---------- GIVEN RECORDS ----------

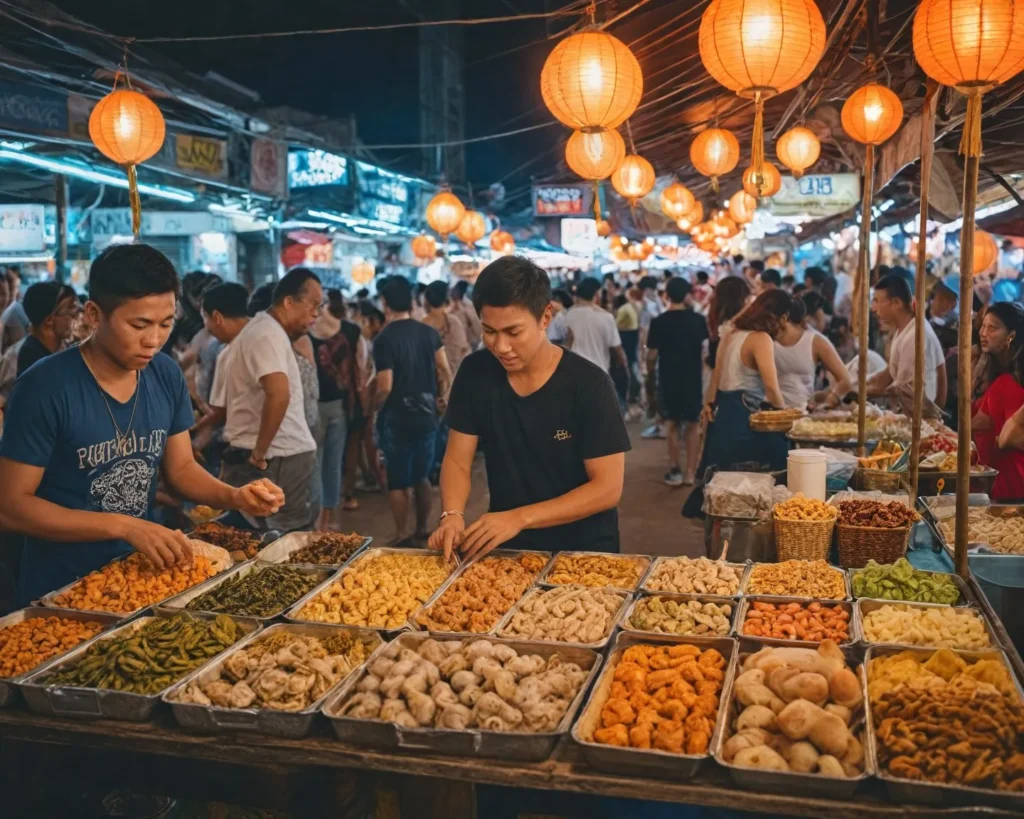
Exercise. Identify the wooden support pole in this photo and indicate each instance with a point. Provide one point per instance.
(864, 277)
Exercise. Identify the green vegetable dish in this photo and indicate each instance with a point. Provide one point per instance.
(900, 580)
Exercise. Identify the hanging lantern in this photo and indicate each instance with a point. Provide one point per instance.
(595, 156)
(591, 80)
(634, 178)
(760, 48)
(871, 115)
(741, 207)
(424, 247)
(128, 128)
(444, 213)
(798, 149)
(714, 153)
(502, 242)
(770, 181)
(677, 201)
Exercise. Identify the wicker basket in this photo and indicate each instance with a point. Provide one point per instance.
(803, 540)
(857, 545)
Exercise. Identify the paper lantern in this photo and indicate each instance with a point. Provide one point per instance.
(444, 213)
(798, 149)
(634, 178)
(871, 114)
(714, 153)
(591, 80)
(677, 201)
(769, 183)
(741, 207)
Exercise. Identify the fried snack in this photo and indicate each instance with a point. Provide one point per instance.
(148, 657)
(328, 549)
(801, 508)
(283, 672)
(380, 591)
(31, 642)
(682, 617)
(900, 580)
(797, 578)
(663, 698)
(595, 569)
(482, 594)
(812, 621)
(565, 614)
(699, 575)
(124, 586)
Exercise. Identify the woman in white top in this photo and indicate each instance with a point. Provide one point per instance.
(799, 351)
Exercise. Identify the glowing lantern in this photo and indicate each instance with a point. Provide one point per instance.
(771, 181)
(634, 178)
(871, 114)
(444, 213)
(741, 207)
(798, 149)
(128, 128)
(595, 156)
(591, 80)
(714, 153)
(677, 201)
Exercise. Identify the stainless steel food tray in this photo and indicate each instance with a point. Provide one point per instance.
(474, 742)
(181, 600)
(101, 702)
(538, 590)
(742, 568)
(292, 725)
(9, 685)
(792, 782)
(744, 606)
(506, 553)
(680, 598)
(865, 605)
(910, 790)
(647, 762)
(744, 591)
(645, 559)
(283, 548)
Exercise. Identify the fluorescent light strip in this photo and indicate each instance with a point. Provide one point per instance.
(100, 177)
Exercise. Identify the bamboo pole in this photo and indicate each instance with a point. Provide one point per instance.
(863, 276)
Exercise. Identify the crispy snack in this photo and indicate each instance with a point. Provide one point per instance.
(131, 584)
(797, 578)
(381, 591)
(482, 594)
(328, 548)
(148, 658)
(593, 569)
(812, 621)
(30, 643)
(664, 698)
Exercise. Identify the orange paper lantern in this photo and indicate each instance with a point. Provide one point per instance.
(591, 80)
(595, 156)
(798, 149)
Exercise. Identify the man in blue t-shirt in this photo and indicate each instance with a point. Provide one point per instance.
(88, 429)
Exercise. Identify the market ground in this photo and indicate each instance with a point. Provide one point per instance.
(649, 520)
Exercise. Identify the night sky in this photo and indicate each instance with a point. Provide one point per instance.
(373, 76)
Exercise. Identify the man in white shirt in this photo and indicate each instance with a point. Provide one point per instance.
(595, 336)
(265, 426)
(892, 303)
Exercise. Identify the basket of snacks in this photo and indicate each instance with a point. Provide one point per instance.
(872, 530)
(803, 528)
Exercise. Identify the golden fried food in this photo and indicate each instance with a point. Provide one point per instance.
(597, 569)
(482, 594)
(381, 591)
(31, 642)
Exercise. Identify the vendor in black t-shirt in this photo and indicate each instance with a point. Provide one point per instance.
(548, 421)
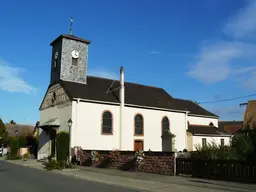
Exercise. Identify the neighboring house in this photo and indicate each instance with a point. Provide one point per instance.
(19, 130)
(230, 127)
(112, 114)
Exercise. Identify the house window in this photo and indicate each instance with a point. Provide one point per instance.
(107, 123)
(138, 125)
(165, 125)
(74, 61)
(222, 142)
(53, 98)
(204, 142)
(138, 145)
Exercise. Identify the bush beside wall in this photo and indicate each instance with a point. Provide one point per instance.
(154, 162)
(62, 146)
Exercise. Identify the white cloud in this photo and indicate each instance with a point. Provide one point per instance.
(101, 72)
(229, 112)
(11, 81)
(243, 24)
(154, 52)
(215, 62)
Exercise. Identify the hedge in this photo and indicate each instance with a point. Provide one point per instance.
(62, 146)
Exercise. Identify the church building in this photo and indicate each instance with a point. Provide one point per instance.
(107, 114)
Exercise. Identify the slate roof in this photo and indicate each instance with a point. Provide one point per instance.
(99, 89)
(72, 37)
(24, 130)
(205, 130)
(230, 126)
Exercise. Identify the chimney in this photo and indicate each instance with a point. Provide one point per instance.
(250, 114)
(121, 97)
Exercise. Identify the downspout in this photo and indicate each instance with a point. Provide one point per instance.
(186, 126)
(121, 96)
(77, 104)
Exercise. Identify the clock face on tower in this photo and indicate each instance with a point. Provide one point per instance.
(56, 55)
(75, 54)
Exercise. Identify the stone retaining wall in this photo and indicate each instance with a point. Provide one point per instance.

----------
---------- GIVEN RECORDS ----------

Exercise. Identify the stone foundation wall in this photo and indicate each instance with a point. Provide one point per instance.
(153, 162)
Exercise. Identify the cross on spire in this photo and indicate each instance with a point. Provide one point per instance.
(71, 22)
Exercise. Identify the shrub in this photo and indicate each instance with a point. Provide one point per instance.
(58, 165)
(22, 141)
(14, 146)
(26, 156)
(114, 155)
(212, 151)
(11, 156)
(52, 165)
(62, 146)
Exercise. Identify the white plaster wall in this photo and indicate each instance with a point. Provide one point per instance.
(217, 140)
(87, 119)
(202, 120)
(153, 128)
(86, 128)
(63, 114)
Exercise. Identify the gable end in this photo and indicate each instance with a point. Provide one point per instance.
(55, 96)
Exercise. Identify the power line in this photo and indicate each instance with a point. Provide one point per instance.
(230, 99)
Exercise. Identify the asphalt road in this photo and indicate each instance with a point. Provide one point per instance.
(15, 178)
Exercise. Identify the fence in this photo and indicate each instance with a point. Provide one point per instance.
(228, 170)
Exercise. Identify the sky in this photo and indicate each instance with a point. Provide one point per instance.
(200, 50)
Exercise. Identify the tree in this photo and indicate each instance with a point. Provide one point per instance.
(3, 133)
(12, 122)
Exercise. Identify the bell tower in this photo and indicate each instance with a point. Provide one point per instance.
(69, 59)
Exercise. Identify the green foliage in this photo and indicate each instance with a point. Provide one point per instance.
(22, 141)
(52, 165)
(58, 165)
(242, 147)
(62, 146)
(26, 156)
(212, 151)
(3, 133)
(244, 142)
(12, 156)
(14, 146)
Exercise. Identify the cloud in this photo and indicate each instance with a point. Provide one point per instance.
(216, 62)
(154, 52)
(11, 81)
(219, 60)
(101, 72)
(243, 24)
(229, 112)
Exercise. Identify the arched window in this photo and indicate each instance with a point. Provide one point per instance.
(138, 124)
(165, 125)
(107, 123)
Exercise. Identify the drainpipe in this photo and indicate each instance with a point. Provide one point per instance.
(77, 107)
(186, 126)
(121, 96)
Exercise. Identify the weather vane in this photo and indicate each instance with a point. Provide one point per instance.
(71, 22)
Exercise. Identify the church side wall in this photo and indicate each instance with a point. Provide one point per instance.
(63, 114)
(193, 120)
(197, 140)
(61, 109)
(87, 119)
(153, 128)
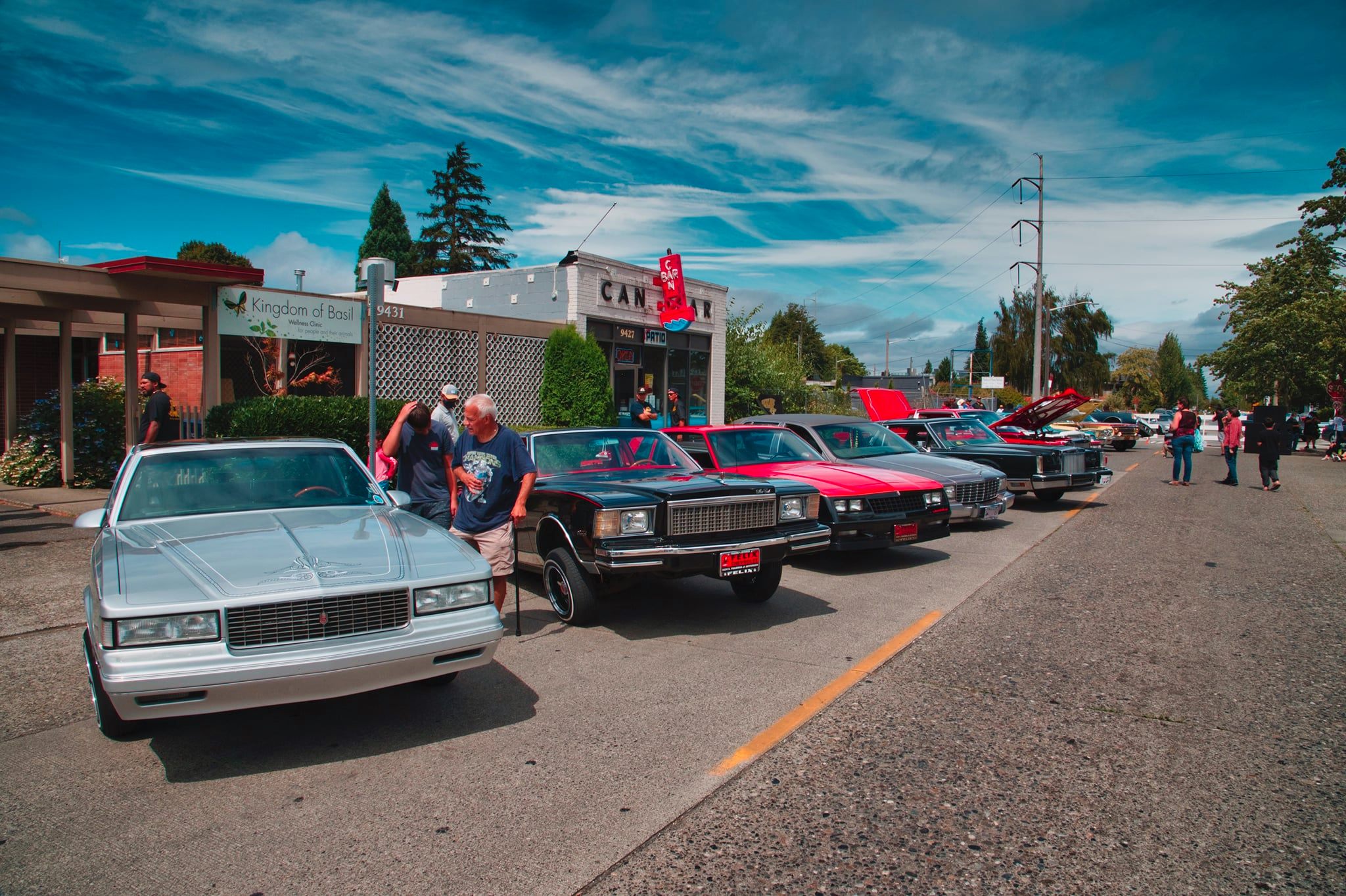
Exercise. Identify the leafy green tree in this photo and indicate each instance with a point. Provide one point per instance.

----------
---------- GIVEN RECORDS ----------

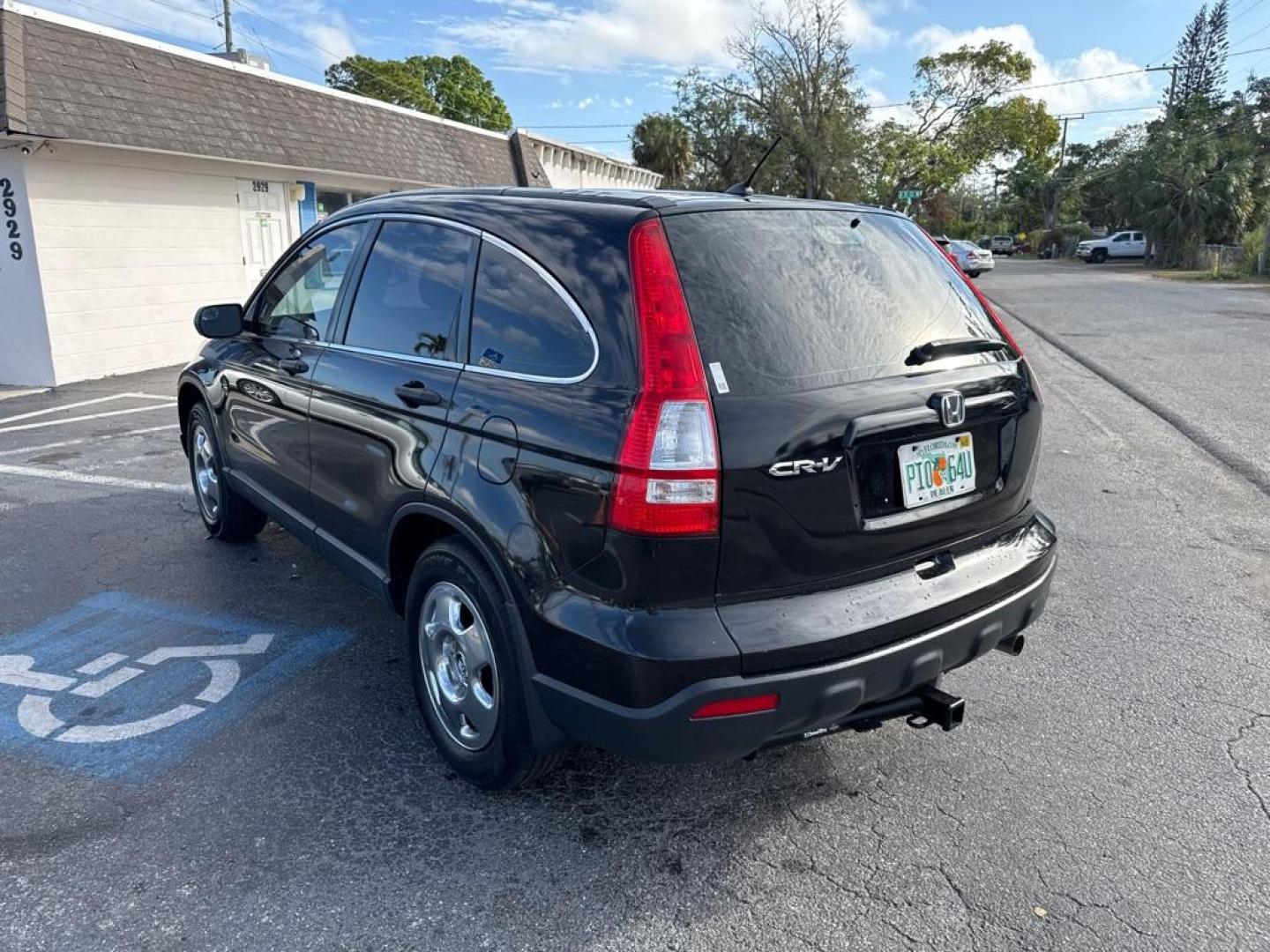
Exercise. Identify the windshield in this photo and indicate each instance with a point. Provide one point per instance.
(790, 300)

----------

• **PROBLEM DETAILS**
Extract every line of the entries above that contains the word "window".

• **EXERCISE RESULT**
Exercise. Identify the house window in this photo and indicate each instance with a point. Provide one point per instance.
Exercise. Identify the arched window in this photo and indicate each instance with a point. Provide one point per instance.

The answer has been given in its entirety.